_DO THIS_: Beginning at the line that contains "of the pedestrian" and ending at the last line of the entries, write out each line exactly; include nothing outside that span.

** begin MATERIAL TO PROCESS **

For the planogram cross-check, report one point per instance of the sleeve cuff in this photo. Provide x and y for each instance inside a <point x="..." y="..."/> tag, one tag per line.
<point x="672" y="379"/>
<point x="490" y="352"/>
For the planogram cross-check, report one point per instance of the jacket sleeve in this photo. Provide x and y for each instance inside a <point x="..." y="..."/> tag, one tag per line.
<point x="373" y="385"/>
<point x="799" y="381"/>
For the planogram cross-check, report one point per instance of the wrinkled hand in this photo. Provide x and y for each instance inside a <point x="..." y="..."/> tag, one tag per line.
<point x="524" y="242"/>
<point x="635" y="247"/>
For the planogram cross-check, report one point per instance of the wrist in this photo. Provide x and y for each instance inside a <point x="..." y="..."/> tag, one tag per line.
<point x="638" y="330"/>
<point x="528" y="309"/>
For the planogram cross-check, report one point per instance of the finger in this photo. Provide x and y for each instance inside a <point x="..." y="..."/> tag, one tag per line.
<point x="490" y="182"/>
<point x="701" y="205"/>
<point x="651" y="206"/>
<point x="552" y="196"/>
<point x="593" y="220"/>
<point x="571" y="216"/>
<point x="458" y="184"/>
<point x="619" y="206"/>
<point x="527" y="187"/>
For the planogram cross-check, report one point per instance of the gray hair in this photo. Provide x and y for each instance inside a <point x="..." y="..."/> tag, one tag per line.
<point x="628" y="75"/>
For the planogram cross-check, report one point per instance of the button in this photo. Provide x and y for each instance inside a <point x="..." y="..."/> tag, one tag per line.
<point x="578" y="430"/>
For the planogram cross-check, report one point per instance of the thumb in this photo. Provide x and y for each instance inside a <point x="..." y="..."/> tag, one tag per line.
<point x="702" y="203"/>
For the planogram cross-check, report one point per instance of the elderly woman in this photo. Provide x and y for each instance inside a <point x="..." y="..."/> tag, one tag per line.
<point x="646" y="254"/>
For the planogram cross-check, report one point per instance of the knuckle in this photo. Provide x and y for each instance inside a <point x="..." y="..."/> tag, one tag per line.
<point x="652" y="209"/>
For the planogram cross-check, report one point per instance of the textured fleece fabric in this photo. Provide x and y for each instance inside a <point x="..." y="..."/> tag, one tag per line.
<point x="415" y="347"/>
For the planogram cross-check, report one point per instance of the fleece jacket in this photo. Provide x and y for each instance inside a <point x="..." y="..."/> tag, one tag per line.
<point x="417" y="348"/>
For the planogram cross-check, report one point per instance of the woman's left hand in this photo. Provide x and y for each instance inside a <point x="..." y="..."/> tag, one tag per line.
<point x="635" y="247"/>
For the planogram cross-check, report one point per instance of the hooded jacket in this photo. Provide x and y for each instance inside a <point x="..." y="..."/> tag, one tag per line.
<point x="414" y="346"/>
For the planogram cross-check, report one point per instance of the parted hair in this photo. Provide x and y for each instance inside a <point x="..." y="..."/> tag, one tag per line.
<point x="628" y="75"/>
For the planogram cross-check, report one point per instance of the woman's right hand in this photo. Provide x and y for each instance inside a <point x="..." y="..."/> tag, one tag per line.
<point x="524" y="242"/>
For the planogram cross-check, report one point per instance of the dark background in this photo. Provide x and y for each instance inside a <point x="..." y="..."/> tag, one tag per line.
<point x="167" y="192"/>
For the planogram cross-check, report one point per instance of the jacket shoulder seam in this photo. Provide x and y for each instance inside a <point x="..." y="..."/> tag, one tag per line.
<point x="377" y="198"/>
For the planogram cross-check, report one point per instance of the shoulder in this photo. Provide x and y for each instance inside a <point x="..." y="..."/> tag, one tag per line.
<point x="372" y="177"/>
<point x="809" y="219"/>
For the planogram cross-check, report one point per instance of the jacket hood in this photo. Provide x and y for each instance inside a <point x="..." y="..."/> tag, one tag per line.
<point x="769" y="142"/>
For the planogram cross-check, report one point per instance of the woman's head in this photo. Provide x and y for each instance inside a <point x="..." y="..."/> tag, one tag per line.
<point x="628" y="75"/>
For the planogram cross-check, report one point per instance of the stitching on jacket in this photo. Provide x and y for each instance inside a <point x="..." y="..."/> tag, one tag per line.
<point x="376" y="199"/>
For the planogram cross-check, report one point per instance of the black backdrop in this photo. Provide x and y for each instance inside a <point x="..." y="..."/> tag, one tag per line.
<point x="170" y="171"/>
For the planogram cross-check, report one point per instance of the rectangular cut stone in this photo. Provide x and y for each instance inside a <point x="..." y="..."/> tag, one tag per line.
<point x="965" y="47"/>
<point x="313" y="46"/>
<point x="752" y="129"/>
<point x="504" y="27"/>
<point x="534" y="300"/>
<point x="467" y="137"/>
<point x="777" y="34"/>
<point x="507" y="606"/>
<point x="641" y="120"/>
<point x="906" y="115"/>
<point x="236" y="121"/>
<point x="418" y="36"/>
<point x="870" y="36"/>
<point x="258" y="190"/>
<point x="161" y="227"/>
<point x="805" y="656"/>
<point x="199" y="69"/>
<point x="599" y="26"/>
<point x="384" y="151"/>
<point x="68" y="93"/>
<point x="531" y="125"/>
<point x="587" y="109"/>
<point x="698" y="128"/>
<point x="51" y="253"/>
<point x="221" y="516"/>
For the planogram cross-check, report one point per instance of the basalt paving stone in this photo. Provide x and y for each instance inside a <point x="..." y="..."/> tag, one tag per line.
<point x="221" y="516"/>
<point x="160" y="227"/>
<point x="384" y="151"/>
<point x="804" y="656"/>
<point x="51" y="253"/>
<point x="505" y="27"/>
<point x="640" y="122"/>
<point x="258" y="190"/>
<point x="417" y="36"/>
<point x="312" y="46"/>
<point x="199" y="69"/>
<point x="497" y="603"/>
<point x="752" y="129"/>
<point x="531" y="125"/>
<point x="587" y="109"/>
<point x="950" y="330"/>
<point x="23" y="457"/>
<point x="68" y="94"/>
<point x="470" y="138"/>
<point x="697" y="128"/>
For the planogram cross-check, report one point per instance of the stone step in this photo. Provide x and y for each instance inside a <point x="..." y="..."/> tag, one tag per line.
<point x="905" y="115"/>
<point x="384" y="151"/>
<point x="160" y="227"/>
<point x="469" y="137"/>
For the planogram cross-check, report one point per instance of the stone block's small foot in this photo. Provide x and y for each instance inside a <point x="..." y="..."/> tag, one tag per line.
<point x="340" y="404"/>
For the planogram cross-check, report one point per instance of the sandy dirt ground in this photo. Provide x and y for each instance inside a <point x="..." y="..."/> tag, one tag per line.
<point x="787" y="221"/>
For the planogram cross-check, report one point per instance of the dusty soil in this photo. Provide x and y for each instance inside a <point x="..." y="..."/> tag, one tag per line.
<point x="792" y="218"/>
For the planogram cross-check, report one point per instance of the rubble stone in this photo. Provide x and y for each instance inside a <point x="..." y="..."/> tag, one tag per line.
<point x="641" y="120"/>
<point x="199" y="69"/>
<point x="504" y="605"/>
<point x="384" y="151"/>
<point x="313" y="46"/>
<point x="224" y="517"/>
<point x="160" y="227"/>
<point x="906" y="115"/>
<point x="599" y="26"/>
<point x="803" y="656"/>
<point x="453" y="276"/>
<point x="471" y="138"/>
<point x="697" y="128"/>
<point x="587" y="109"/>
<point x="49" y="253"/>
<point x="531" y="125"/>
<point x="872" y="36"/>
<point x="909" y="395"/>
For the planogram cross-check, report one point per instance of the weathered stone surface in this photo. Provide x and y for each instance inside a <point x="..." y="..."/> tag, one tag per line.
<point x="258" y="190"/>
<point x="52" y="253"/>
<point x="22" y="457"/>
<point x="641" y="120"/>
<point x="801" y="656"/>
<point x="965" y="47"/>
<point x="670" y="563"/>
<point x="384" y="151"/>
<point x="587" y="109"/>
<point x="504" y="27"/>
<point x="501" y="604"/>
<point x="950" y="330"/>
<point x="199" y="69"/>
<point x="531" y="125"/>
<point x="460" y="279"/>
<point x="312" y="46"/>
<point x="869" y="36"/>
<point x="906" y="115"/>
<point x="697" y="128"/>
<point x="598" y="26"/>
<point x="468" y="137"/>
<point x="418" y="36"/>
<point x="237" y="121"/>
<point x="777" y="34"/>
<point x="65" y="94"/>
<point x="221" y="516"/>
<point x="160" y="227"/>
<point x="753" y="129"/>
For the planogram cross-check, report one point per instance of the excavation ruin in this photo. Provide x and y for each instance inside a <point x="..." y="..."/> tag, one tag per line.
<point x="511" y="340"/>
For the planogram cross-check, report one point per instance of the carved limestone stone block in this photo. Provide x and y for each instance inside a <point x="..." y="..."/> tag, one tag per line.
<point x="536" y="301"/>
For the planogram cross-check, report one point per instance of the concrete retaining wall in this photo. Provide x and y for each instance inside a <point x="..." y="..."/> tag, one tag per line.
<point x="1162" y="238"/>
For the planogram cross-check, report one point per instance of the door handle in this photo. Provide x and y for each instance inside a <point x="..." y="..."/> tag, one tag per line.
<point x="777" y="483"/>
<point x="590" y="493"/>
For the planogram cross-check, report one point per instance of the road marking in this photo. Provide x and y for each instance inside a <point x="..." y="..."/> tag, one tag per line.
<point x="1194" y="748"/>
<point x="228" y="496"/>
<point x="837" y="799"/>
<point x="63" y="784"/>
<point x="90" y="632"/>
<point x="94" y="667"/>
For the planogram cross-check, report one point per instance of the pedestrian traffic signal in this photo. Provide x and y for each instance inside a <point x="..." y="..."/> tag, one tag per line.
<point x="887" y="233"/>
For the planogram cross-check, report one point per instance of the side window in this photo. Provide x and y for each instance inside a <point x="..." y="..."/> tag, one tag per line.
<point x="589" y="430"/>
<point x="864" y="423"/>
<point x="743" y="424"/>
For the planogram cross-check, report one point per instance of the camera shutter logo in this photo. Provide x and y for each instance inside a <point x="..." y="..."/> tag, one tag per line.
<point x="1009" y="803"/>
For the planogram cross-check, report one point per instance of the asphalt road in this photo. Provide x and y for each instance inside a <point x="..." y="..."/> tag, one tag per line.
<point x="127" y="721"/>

** end MATERIAL TO PROCESS **

_COMPLETE RESPONSE_:
For the planogram cross-check, report one point per instance of the pedestrian traffic signal in this photo. Provide x and y for each instance inside a <point x="..." y="..."/> tag, one tag per line.
<point x="887" y="233"/>
For the planogram cross-check, report one point per instance of the side window in this photo. Provide x and y for each instance inside a <point x="..." y="..."/> tag, one tag per line.
<point x="589" y="430"/>
<point x="864" y="423"/>
<point x="743" y="424"/>
For the planogram cross-check, report one point per instance of the camera shutter logo in this photo. Provide x and y for each instance inside a <point x="..." y="..."/> tag, one tag per line.
<point x="1009" y="803"/>
For the planogram cross-check, report one point per instance of the asphalt road in this photo. Provide x and y for each instance inside a <point x="..." y="..."/> tag, one tag per line.
<point x="127" y="721"/>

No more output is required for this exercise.